§ **Source**:

--- Begin ---

Anyways, I obviously like it enough to share, so I am very proud of my work regardless.
That aside, I wanted to detail this story before sharing everything I did for it (I guess this'll be a short series about everything I drew for it).
A Fourth Dimension Reality is a series of books I'm writing about two inter-dimensional kids trying to find out what dimension they're actually apart of. Along the way, they meet other people who are integral to their goal. Each of these characters will be introduced as I go along.
Now, as for the real world logic, I wrote this story after me and that friend were talking about how some shows that are suppose to be comedy/satire lost that along the way.
So, I was determined to make a story where that stays intact even in the finale. Essentially, this is a long shit post that needs to be stopped, but it's still going well into five books with a unfinished total of 100k and seven books officially planned.
Each book ranges from 23k-30k and no book is any longer... yet
So, anyways, here's the actual cover of the first book (I have two more made).
Later on though I ended up drawing something goofy where all the characters find a dimension that does space tours. That was my excuse as to why they don't have shoes (because you don't want to get the dimension dirty do you?)
But this is everyone and presents their personalities pretty well. I'll showcase them separately over the next few days.
For now, this is perfect showcase of this story:
“So this means no one can hear me scream!” Cassie used all of her breath in that howl. Larson groaned and went to hit her, but she moved out of the way and spun slowly in the air. “I can dodge you better out here.” She mocked.

--- End ---

§ **Dataset section**:

--- Begin ---

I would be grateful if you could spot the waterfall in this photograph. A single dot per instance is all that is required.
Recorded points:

--- End ---

§ **Exercise prompt**: Copy out, word for word, the entire post above about the A Fourth Dimension Reality book series.

§ **Solution to the exercise**:
Anyways, I obviously like it enough to share, so I am very proud of my work regardless.
That aside, I wanted to detail this story before sharing everything I did for it (I guess this'll be a short series about everything I drew for it).
A Fourth Dimension Reality is a series of books I'm writing about two inter-dimensional kids trying to find out what dimension they're actually apart of. Along the way, they meet other people who are integral to their goal. Each of these characters will be introduced as I go along.
Now, as for the real world logic, I wrote this story after me and that friend were talking about how some shows that are suppose to be comedy/satire lost that along the way.
So, I was determined to make a story where that stays intact even in the finale. Essentially, this is a long shit post that needs to be stopped, but it's still going well into five books with a unfinished total of 100k and seven books officially planned.
Each book ranges from 23k-30k and no book is any longer... yet
So, anyways, here's the actual cover of the first book (I have two more made).
Later on though I ended up drawing something goofy where all the characters find a dimension that does space tours. That was my excuse as to why they don't have shoes (because you don't want to get the dimension dirty do you?)
But this is everyone and presents their personalities pretty well. I'll showcase them separately over the next few days.
For now, this is perfect showcase of this story:
“So this means no one can hear me scream!” Cassie used all of her breath in that howl. Larson groaned and went to hit her, but she moved out of the way and spun slowly in the air. “I can dodge you better out here.” She mocked.